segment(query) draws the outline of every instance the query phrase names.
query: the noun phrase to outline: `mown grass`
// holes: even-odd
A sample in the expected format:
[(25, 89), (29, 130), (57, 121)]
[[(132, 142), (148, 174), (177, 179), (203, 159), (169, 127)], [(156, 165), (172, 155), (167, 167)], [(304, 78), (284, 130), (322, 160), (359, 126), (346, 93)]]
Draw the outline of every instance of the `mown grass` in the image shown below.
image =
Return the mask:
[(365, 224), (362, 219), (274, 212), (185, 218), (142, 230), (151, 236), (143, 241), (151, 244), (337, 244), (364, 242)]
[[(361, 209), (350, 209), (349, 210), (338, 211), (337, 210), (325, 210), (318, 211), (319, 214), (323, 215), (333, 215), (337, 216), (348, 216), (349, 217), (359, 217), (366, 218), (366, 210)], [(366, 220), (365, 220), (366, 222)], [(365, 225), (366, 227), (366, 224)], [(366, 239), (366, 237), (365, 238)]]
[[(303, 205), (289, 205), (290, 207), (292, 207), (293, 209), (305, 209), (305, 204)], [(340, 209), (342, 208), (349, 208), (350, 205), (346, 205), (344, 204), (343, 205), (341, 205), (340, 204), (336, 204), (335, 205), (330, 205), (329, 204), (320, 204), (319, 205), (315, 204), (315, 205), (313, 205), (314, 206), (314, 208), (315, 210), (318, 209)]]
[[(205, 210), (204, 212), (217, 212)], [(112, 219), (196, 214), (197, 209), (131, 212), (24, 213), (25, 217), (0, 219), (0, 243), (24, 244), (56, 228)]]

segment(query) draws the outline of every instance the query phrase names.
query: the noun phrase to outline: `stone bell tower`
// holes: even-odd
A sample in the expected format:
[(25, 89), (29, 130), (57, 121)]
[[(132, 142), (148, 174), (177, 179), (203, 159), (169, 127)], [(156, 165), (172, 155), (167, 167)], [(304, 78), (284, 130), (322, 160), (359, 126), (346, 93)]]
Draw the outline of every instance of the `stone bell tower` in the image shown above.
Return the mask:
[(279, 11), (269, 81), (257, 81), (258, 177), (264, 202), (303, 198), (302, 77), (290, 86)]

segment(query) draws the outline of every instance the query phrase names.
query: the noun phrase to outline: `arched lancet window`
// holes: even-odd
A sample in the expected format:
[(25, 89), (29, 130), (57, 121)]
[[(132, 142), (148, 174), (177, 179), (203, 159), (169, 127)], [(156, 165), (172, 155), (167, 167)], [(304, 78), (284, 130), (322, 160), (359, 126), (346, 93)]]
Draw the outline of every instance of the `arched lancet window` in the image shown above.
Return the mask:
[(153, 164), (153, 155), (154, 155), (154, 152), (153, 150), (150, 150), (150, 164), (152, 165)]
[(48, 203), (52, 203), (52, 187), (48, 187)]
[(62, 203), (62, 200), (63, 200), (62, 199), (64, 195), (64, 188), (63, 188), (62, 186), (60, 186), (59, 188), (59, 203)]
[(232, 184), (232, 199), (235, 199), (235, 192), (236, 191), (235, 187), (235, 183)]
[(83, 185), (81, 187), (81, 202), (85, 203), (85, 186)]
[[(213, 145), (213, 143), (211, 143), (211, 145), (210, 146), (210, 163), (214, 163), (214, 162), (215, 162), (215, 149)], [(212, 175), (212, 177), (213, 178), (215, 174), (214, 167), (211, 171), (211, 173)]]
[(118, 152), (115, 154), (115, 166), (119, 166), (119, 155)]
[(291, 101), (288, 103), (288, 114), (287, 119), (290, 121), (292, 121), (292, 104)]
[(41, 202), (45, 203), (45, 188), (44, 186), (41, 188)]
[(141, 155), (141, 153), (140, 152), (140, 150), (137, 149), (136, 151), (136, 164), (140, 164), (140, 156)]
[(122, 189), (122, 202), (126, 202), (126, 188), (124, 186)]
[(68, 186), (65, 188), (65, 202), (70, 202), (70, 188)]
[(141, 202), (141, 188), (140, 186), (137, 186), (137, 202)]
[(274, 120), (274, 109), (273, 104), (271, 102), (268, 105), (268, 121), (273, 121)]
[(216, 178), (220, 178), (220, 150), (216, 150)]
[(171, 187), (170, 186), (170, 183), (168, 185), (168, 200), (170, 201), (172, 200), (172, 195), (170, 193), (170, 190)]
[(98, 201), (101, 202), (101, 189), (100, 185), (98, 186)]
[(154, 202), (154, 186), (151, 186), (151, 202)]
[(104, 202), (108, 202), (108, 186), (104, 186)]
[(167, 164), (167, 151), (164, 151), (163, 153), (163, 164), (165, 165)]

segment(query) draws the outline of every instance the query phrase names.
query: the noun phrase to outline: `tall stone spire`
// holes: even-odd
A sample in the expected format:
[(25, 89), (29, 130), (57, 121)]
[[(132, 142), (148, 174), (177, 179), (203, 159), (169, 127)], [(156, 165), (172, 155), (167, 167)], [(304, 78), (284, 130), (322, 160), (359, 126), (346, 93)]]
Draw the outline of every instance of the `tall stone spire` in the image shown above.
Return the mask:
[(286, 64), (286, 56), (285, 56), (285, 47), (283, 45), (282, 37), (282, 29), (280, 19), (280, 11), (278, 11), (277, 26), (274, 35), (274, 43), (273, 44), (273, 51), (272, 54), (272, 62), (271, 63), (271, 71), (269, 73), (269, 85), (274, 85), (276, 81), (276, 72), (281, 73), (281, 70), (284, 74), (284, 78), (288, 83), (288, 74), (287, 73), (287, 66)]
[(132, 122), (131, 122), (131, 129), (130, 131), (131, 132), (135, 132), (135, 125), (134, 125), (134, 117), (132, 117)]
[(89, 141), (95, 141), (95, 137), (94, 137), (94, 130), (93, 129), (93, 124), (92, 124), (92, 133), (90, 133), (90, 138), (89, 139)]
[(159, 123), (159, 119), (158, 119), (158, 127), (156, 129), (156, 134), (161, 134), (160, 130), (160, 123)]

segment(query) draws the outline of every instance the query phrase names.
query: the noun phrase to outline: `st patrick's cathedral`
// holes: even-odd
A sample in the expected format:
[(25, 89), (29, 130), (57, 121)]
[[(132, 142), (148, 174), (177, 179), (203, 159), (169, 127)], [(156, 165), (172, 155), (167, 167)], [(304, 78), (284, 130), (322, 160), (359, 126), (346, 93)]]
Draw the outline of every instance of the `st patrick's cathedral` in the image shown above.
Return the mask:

•••••

> Problem details: Restate the whole of the material exactly.

> Answer to the task:
segment(query) draws the outline of every instance the query phrase names.
query: the noun phrase to outline: `mown grass`
// holes: even-odd
A sample in the expected format:
[(25, 89), (29, 130), (57, 121)]
[[(132, 142), (148, 174), (177, 179), (203, 159), (169, 127)], [(156, 165), (172, 155), (167, 167)], [(304, 78), (284, 130), (322, 160), (359, 126), (346, 93)]]
Draw the outline of every instance of the `mown grass` in the image shown below.
image =
Return the mask:
[(365, 224), (362, 219), (274, 212), (185, 218), (142, 230), (151, 236), (143, 241), (151, 244), (337, 244), (364, 242)]
[[(361, 209), (350, 209), (349, 210), (338, 211), (337, 210), (325, 210), (318, 211), (319, 214), (323, 215), (333, 215), (337, 216), (348, 216), (349, 217), (359, 217), (366, 218), (366, 210)], [(366, 220), (365, 220), (366, 222)], [(365, 225), (366, 227), (366, 224)], [(366, 239), (366, 237), (365, 238)]]
[[(303, 205), (289, 205), (290, 207), (292, 207), (293, 209), (305, 209), (305, 204)], [(340, 209), (342, 208), (349, 208), (350, 205), (346, 205), (344, 204), (343, 205), (341, 205), (340, 204), (336, 204), (335, 205), (330, 205), (329, 204), (320, 204), (319, 205), (315, 204), (315, 205), (313, 205), (314, 206), (314, 208), (315, 210), (318, 209)]]
[[(205, 210), (204, 212), (217, 212)], [(112, 219), (196, 214), (197, 209), (131, 212), (24, 213), (25, 217), (0, 219), (0, 243), (24, 244), (56, 228)]]

segment(query) draws the outline of every instance the query phrase names.
query: the noun phrase to outline: `stone bell tower`
// holes: even-odd
A sample in the expected format:
[(25, 89), (29, 130), (57, 121)]
[[(132, 142), (148, 174), (177, 179), (203, 159), (169, 127)], [(156, 165), (172, 155), (167, 167)], [(304, 78), (284, 130), (322, 160), (359, 126), (346, 93)]]
Draw the outline of every instance of the `stone bell tower` in the image shown above.
Return the mask:
[(279, 11), (269, 81), (257, 81), (258, 177), (264, 202), (303, 198), (302, 77), (290, 86)]

segment(query) draws the outline of every instance the query phrase names.
query: the noun phrase to outline: `arched lancet window`
// holes: even-odd
A sample in the expected format:
[(25, 89), (29, 130), (57, 121)]
[[(132, 142), (148, 174), (177, 179), (203, 159), (169, 127)], [(156, 165), (172, 155), (167, 167)], [(304, 78), (284, 130), (322, 160), (359, 126), (346, 93)]]
Draw the outline of every instance of the `arched lancet window` in the image shown above.
Return the mask:
[(153, 164), (153, 155), (154, 155), (154, 152), (153, 150), (150, 150), (150, 164), (152, 165)]
[(48, 203), (52, 203), (52, 187), (48, 187)]
[(62, 203), (62, 200), (63, 200), (62, 199), (64, 195), (64, 188), (63, 188), (62, 186), (60, 186), (59, 188), (59, 203)]
[(232, 184), (232, 199), (235, 199), (235, 192), (236, 191), (235, 187), (235, 183)]
[(83, 185), (81, 187), (81, 202), (85, 203), (85, 186)]
[[(213, 145), (213, 143), (211, 143), (211, 145), (210, 146), (210, 163), (214, 163), (214, 162), (215, 162), (215, 149)], [(212, 175), (212, 177), (213, 178), (215, 174), (214, 167), (211, 171), (211, 173)]]
[(118, 152), (115, 154), (115, 166), (119, 166), (119, 155)]
[(291, 101), (288, 103), (288, 114), (287, 119), (290, 121), (292, 121), (292, 104)]
[(41, 202), (45, 203), (45, 188), (44, 186), (41, 188)]
[(141, 155), (141, 153), (140, 152), (140, 150), (137, 149), (136, 151), (136, 164), (140, 164), (140, 156)]
[(122, 189), (122, 202), (126, 202), (126, 188), (124, 186)]
[(68, 186), (65, 188), (65, 202), (70, 202), (70, 188)]
[(141, 202), (141, 188), (140, 186), (137, 186), (137, 202)]
[(274, 120), (274, 109), (273, 104), (271, 102), (268, 105), (268, 121), (273, 121)]
[(216, 178), (220, 178), (220, 150), (216, 150)]
[(171, 187), (170, 186), (170, 183), (168, 185), (168, 200), (170, 201), (172, 200), (172, 195), (170, 193), (170, 190)]
[(98, 201), (101, 202), (101, 189), (100, 185), (98, 186)]
[(154, 202), (154, 186), (151, 186), (151, 202)]
[(104, 202), (108, 202), (108, 186), (104, 186)]
[(167, 164), (167, 151), (164, 151), (163, 153), (163, 164), (165, 165)]

segment(query) draws the outline of every instance the query phrase names.
query: the noun phrase to outline: `tall stone spire`
// holes: even-odd
A sample in the expected format:
[(25, 89), (29, 130), (57, 121)]
[[(132, 142), (148, 174), (177, 179), (203, 159), (169, 127)], [(156, 165), (172, 155), (167, 167)], [(304, 78), (284, 130), (322, 160), (359, 126), (346, 93)]]
Draw the outline of every instance of the `tall stone spire` in the image shown above.
Return the mask:
[(286, 64), (286, 56), (285, 56), (285, 47), (283, 45), (282, 37), (282, 29), (280, 19), (280, 11), (278, 11), (277, 26), (274, 35), (274, 43), (273, 44), (273, 51), (272, 54), (272, 62), (271, 63), (271, 71), (269, 73), (269, 85), (274, 85), (276, 81), (276, 72), (281, 73), (281, 70), (284, 74), (284, 78), (288, 83), (288, 74), (287, 73), (287, 66)]
[(132, 122), (131, 122), (131, 129), (130, 131), (131, 132), (135, 132), (135, 125), (134, 125), (134, 117), (132, 117)]
[(89, 141), (95, 141), (95, 137), (94, 137), (94, 130), (93, 129), (93, 124), (92, 124), (92, 133), (90, 133), (90, 138), (89, 139)]
[(159, 123), (159, 119), (158, 119), (158, 127), (156, 129), (156, 134), (161, 134), (160, 130), (160, 123)]

segment(query) draws the outline of every instance the query phrase names.
query: the noun phrase to outline: `st patrick's cathedral`
// holes: even-odd
A sample in the expected format:
[(25, 89), (29, 130), (57, 121)]
[[(132, 142), (148, 174), (177, 179), (203, 159), (169, 127)], [(156, 165), (172, 155), (167, 167)], [(304, 78), (284, 130), (322, 160), (359, 126), (346, 93)]]
Draw the outline of every instance of the `st patrick's cathedral` in the image shown above.
Return the mask:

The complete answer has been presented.